- _Exercise_:
Every entry needs to be duplicated exactly.

- _Stored data_:
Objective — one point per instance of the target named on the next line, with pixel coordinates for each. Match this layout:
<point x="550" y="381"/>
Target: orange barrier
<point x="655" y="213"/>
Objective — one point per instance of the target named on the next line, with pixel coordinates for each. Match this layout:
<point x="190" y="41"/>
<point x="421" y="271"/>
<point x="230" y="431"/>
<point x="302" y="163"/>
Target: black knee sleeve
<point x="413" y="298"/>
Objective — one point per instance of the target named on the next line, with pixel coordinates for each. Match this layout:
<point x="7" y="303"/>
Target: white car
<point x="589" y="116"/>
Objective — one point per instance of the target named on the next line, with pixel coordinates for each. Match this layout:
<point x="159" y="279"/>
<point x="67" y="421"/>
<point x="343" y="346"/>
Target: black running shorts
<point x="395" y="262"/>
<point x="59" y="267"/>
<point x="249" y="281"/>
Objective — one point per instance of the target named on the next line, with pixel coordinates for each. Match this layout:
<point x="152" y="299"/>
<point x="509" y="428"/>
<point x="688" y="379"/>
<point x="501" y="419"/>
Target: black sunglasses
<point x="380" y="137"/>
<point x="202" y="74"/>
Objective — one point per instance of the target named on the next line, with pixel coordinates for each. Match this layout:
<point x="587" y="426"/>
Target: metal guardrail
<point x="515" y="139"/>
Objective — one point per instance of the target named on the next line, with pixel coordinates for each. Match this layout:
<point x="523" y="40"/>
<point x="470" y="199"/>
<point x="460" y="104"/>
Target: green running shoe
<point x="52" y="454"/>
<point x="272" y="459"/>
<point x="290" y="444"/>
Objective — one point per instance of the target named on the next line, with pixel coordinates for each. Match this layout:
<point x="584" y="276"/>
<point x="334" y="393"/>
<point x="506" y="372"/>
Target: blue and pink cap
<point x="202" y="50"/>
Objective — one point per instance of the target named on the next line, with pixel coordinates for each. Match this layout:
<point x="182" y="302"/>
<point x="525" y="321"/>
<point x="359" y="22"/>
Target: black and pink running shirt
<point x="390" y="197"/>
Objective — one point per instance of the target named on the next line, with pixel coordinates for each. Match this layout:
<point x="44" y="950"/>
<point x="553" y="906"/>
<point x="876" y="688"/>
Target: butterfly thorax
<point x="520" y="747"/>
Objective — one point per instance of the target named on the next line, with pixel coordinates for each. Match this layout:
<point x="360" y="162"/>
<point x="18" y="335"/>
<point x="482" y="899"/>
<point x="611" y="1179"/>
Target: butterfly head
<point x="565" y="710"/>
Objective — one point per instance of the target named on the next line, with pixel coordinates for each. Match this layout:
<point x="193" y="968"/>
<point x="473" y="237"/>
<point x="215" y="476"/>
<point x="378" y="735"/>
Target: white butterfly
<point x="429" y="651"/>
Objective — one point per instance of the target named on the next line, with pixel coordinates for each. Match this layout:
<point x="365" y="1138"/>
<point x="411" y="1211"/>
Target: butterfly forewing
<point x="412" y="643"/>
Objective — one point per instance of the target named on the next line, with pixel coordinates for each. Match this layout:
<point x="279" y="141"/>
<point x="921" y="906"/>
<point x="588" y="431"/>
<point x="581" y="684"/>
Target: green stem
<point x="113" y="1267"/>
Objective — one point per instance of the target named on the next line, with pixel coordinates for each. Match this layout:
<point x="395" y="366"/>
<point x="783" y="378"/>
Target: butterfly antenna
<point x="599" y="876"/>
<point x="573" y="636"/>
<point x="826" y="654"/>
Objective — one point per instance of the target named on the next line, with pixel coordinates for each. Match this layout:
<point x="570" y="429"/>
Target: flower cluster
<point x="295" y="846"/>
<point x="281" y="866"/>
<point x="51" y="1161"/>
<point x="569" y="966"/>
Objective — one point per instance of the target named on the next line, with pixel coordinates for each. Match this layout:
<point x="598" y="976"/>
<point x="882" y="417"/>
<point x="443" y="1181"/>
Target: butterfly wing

- _Output for this exercise_:
Objective — one point per instance of the target named on the next line, with pixel coordinates for each. Match this layout:
<point x="550" y="381"/>
Target: orange barrier
<point x="655" y="213"/>
Objective — one point per instance of the target named on the next line, with pixel coordinates for each. Match this layout:
<point x="190" y="41"/>
<point x="421" y="271"/>
<point x="230" y="431"/>
<point x="302" y="163"/>
Target: black knee sleeve
<point x="413" y="298"/>
Objective — one point per instance of the target named on the next line, with pixel coordinates for each. Match this layout:
<point x="7" y="303"/>
Target: white car
<point x="589" y="116"/>
Objective — one point per instance of the target named on the next line, with pixel coordinates for each. Match this layout:
<point x="159" y="279"/>
<point x="67" y="421"/>
<point x="343" y="346"/>
Target: black running shorts
<point x="395" y="262"/>
<point x="59" y="267"/>
<point x="249" y="281"/>
Objective — one point per instance of the target named on the next line, with pixel coordinates for each. Match this layout:
<point x="152" y="299"/>
<point x="509" y="428"/>
<point x="688" y="379"/>
<point x="501" y="419"/>
Target: black sunglasses
<point x="380" y="137"/>
<point x="202" y="74"/>
Objective — one point per instance of the target named on the next line, with pixel coordinates for each. Match this layout:
<point x="587" y="426"/>
Target: metal guardrail
<point x="515" y="139"/>
Objective — one point per instance of the target named on the next line, with pixel coordinates for each. Match this layout:
<point x="523" y="40"/>
<point x="470" y="199"/>
<point x="460" y="104"/>
Target: green running shoe
<point x="52" y="454"/>
<point x="272" y="459"/>
<point x="290" y="444"/>
Objective — one point per instance of the target named on the next line, with pixel coordinates for each. Match this layout:
<point x="584" y="276"/>
<point x="334" y="393"/>
<point x="506" y="372"/>
Target: blue and pink cap
<point x="202" y="50"/>
Objective — one point per instance of the target named on the next line, with pixel coordinates for each. Match this layout:
<point x="182" y="302"/>
<point x="525" y="321"/>
<point x="359" y="22"/>
Target: black and pink running shirt
<point x="390" y="197"/>
Objective — one point per instance of the target named on the next line, with pixel coordinates for each. Match this layout:
<point x="44" y="950"/>
<point x="553" y="906"/>
<point x="876" y="688"/>
Target: butterfly thorax
<point x="520" y="747"/>
Objective — one point per instance of the target named on the next line, with pixel coordinates for each. Match this layout:
<point x="360" y="162"/>
<point x="18" y="335"/>
<point x="482" y="899"/>
<point x="611" y="1179"/>
Target: butterfly head
<point x="565" y="710"/>
Objective — one point per instance of the target named on the next line, with pixel coordinates for each. Match this layout:
<point x="193" y="968"/>
<point x="473" y="237"/>
<point x="215" y="476"/>
<point x="378" y="735"/>
Target: white butterfly
<point x="429" y="651"/>
Objective — one point per instance of the target named on the next line, with pixel coordinates for each. Match this layout:
<point x="365" y="1138"/>
<point x="411" y="1211"/>
Target: butterfly forewing
<point x="412" y="643"/>
Objective — one point per instance of the target named on the next line, with pixel coordinates for each. Match this layout:
<point x="279" y="141"/>
<point x="921" y="906"/>
<point x="588" y="431"/>
<point x="581" y="684"/>
Target: green stem
<point x="113" y="1267"/>
Objective — one point per instance of the target named on the next line, with pixel coordinates for each. Match this layout:
<point x="395" y="366"/>
<point x="783" y="378"/>
Target: butterfly antenna
<point x="599" y="876"/>
<point x="573" y="636"/>
<point x="826" y="654"/>
Objective — one point per instance of the target named on the next line, with pixel coordinates for each. Match this layout:
<point x="570" y="429"/>
Target: flower cluster
<point x="295" y="846"/>
<point x="281" y="866"/>
<point x="51" y="1161"/>
<point x="569" y="966"/>
Objective — one point per instance of the target named on the next line, with pixel coordinates for each. Match this layout:
<point x="598" y="976"/>
<point x="882" y="417"/>
<point x="443" y="1181"/>
Target: butterfly wing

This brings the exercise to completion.